In our neo-TDT population, endocrine complications, particularly disturbances in glucose metabolism and hypothyroidism, were a significant and common feature and osteoporosis and osteopenia emerged as the major causes of morbidity.

Altered glucose metabolism was independently associated with both increased age and pancreatic iron overload, reaffirming findings from earlier studies involving patients with neo-TDT [15] as well as TDT [79,80]. The impaired insulin excretory function secondary to chronic iron overload in the pancreas is one of the main determinants of altered glucose metabolism in thalassemia [81,82,83].

No significant determinants were identified for hypothyroidism, hypogonadism, or bone metabolism disorders in our cohort. These findings contrast with those reported by Musallam et al., where elevated LIC was independently associated with increased risk of hypothyroidism, hypogonadism, and osteoporosis [20]. However, several key differences between the studies may account for this discrepancy. Notably, Musallam et al. analyzed a combined cohort of NTDT and neo-TDT patients and reported a higher mean LIC (8.4 ± 6.7 vs. 6.08 ± 10.66 mg/g dw in our study). Additionally, none of the patients in that study were receiving iron chelation therapy, whereas nearly all patients in our cohort were chelated. It is therefore possible that some individuals in our study may have experienced significant hepatic iron overload in the past, leading to irreversible endocrine damage, and were subsequently chelated to normalize or reduce iron levels [84,85]. This temporal disconnect may obscure associations between current LIC and endocrine complications.

[Listed entries]:
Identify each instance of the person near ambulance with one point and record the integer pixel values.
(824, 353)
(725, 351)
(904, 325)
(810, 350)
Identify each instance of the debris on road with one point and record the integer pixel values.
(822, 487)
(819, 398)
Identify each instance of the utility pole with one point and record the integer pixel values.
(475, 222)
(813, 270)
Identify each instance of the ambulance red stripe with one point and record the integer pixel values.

==

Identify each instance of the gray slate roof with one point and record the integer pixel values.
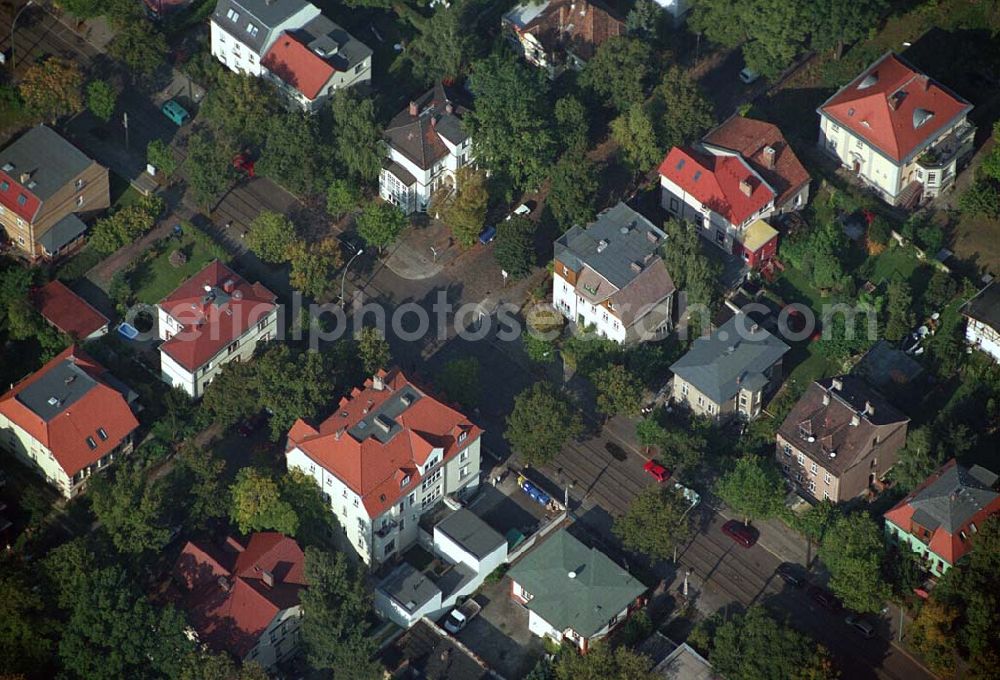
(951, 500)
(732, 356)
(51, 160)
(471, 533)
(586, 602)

[Task to complete]:
Answer these questions from the passage on endocrine complications in neo-TDT:
(a) Which two conditions emerged as the major causes of morbidity?
(b) Which two factors were independently associated with altered glucose metabolism?
(c) What mean LIC did Musallam et al. report?
The listing is separate material and has no connection to the passage on endocrine complications.

[Reply]:
(a) Osteoporosis and osteopenia.
(b) Increased age and pancreatic iron overload.
(c) 8.4 ± 6.7 mg/g dw.